* Given text *
----

Wednesday, June 1, 2022

Eastman and Chesebro: What MAGA Had Planned For Pence On Jan. 6 //Talking Points Memo



Shocked to learn that Kenneth Chesebro - co-lead attorney for plaintiffs in the landmark evidence case Daubert v. Merrell Dow Pharmaceuticals - has gone MAGA.  His December 13, 2020 memo to Rudy Giuliani spelled out the "president of the Senate strategy".  Key was for Mike Pence to declare himself the final word on which states' electors' votes should be counted. 

I have had some experience with Chesebro - positive experience. One Saturday morning in the spring of 1992 I saw a brief item in the Times.  The Supreme Court had granted cert in Daubert v. Merrell Dow.  I had been waiting for such a move by the court.
FedSoc types had been boosting a book called Galileo's Revenge - Junk Science in the Courtroom.  Shills for the pharma companies like Vice President Dan Quayle claimed shoddy science was pushing good drugs from the marketplace.
I had represented the Association of Trial Lawyers before the New Jersey Supreme Court - successfully arguing against rigid application of the statistical measure `2.0 risk ratio' as the standard for proving probable cause of disease.  The New Jersey Supreme Court had rejected that approach in Landrigan v. Celotex.

Figuring that if if it were me whose cert petition the Supreme Court had granted I wrote I would be in my office the next morning, I called Chesebro in his Cambridge office.  A Laurence Tribe protege - like many Harvard grads - he picked up the phone. I reported our New Jersey win and offered to lend a hand - an offer he welcomed.  With Michael Gottesman of Georgetown and Chesebro as co-lead counsel ATLA coordinated a quiver of friend of the court briefs.  One was my initiative.  With the late Brian Koukoutchos I co-authored a brief embraced by Stephen Jay Gould, the Harvard evolutionary biologist and historian of science.  Labeled the Brief of Historians and Philosophers of Science we argued that Thomas Kuhn's Structure of Scientific Revolutions refuted as a false claim the Quayle attack: that only consensus scientific opinion should be admitted in evidence.  The conservatives lost.  There is such a thing as "shaky but admissible evidence", wrote Justice Harry Blackmun in Daubert.  
- GWC
What MAGA Had Planned For Pence On Jan. 6

One of the still-murky aspects of Jan. 6 and its preparation has to do with the effort to pressure Mike Pence into unilaterally throwing out elector slates from states that Trump lost.

----

* Work task 1 *
Rewrite the post about Chesebro, starting with "Shocked to learn" and going on through "by the court.", with "memo" changed to "letter".
* Work task 2 *
In the post about Chesebro, list every person named with both a first and a last name in the passage that includes "I called Chesebro in his Cambridge office."

* Record extracts *
----

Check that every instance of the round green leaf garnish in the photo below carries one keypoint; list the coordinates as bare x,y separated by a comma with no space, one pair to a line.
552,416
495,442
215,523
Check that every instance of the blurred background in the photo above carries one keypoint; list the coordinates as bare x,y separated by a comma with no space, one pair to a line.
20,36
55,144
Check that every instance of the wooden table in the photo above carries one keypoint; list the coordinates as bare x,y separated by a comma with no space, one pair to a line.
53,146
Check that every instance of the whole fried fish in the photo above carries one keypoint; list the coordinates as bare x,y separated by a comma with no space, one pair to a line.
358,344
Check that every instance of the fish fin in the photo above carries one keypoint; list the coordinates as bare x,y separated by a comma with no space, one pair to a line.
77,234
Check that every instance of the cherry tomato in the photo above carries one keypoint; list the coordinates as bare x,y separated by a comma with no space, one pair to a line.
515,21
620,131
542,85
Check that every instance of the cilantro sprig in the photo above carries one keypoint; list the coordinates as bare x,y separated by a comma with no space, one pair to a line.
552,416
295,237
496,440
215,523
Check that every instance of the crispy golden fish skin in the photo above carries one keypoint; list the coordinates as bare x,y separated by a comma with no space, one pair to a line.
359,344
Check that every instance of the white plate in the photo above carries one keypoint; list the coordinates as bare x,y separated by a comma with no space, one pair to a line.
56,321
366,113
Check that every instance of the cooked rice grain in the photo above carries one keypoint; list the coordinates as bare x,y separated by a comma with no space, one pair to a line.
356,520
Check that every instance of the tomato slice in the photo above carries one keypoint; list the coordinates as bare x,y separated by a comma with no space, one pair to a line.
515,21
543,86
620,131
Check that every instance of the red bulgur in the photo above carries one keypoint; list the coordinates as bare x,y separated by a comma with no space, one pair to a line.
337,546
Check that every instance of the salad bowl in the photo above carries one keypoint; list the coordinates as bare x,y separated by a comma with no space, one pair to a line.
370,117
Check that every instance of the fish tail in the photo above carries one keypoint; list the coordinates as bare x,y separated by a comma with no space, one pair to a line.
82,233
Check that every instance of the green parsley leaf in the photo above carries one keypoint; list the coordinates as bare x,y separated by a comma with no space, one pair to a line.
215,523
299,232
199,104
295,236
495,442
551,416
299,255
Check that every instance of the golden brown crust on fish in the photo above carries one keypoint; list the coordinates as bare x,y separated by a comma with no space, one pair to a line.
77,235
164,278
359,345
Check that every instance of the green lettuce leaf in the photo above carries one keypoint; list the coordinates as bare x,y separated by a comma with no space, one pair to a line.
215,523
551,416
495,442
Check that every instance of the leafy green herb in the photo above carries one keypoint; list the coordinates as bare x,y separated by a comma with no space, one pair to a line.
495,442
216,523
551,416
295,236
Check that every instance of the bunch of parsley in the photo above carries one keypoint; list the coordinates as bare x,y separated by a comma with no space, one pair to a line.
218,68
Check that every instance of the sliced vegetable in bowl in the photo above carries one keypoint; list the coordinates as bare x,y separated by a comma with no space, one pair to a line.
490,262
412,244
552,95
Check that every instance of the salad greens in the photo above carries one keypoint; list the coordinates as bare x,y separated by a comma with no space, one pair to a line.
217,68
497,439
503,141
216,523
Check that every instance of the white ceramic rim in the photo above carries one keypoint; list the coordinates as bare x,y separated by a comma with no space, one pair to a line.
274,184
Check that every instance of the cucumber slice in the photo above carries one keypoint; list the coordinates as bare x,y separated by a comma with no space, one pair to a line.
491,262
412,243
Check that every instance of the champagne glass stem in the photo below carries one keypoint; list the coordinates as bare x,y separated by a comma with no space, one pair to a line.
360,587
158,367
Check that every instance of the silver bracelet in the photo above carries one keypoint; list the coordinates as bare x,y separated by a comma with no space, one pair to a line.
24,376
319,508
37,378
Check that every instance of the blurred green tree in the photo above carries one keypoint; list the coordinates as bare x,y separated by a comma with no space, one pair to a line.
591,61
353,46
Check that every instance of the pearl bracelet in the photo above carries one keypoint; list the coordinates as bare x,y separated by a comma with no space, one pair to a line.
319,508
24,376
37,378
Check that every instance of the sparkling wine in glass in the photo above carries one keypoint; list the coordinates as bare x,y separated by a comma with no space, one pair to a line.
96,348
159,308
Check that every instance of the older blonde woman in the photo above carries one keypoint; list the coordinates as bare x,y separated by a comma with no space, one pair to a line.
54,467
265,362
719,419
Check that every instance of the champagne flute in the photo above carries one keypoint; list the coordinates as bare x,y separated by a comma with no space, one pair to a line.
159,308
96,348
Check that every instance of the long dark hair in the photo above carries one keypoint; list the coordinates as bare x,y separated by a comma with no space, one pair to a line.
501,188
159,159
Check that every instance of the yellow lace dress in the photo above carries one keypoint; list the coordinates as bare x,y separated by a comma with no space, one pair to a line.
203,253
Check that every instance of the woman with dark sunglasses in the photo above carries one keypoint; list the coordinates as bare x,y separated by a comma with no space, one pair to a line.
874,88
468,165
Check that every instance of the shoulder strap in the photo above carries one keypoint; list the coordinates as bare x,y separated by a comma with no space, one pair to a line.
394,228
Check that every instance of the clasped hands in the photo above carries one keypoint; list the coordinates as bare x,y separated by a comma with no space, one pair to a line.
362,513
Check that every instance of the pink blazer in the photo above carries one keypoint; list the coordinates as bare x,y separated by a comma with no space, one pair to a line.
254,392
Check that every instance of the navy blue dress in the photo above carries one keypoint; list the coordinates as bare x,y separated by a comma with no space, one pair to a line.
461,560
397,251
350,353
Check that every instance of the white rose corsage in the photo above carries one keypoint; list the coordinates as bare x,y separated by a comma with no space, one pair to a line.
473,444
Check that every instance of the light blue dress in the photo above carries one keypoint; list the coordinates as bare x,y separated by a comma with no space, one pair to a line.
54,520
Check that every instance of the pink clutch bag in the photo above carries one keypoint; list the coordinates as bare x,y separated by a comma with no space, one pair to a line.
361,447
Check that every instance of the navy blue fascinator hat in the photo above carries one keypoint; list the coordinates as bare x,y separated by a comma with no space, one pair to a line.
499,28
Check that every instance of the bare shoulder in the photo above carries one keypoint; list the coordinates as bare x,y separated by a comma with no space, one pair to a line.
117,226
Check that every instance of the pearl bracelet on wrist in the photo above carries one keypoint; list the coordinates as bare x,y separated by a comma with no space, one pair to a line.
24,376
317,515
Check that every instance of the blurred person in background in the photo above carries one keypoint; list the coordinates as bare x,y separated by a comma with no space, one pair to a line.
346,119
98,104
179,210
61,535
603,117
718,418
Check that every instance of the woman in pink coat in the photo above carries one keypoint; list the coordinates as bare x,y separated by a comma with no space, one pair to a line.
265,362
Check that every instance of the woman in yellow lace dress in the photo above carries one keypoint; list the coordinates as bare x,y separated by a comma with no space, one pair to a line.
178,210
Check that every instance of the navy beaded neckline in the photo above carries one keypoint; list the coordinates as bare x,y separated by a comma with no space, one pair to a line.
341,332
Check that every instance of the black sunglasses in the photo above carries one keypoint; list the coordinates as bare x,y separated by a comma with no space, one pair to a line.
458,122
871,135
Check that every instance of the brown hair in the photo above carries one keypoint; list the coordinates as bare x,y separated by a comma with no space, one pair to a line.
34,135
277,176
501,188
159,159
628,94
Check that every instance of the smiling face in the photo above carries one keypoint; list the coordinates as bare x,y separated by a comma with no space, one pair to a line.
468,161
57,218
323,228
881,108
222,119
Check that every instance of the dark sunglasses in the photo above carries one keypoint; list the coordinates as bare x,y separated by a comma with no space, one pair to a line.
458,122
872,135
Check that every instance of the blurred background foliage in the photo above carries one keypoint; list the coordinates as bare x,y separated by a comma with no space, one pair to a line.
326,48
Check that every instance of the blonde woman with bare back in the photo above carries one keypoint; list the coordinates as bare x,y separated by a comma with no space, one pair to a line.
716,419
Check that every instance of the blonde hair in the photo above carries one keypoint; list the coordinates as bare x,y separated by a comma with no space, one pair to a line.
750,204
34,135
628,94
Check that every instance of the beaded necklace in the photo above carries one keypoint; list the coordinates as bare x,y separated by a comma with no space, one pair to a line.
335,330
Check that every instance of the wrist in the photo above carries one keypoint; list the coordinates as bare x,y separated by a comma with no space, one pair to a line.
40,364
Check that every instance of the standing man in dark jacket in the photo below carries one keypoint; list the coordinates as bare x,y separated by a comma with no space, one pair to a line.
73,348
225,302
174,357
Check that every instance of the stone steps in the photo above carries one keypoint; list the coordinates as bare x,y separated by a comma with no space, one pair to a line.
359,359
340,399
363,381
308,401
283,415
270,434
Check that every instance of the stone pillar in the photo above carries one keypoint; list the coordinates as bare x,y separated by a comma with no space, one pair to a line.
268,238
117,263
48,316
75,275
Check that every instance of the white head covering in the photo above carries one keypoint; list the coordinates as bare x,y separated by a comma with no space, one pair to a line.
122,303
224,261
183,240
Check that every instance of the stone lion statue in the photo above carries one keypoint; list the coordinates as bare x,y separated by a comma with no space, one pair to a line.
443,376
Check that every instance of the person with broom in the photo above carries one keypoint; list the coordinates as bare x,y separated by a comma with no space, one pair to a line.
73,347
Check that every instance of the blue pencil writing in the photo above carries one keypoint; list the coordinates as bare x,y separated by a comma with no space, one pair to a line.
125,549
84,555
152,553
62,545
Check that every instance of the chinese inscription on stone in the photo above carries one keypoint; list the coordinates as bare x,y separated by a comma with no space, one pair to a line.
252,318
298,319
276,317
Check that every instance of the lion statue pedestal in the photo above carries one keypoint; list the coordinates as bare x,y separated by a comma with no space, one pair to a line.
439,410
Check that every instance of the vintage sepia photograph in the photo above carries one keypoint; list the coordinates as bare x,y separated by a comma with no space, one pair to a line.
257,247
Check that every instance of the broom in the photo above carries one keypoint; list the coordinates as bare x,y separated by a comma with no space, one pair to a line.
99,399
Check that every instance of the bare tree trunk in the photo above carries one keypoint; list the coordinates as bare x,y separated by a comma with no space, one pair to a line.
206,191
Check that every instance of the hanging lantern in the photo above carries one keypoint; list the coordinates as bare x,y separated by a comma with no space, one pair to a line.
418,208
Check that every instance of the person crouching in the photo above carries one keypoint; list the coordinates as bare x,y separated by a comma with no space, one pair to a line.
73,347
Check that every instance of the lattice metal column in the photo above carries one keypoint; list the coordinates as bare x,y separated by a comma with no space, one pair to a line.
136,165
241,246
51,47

----

* Response box 1 *
Shocked to learn that Kenneth Chesebro - co-lead attorney for plaintiffs in the landmark evidence case Daubert v. Merrell Dow Pharmaceuticals - has gone MAGA.  His December 13, 2020 letter to Rudy Giuliani spelled out the "president of the Senate strategy".  Key was for Mike Pence to declare himself the final word on which states' electors' votes should be counted. 

I have had some experience with Chesebro - positive experience. One Saturday morning in the spring of 1992 I saw a brief item in the Times.  The Supreme Court had granted cert in Daubert v. Merrell Dow.  I had been waiting for such a move by the court.

* Response box 2 *
Laurence Tribe
Michael Gottesman
Brian Koukoutchos
Stephen Jay Gould
Thomas Kuhn
Harry Blackmun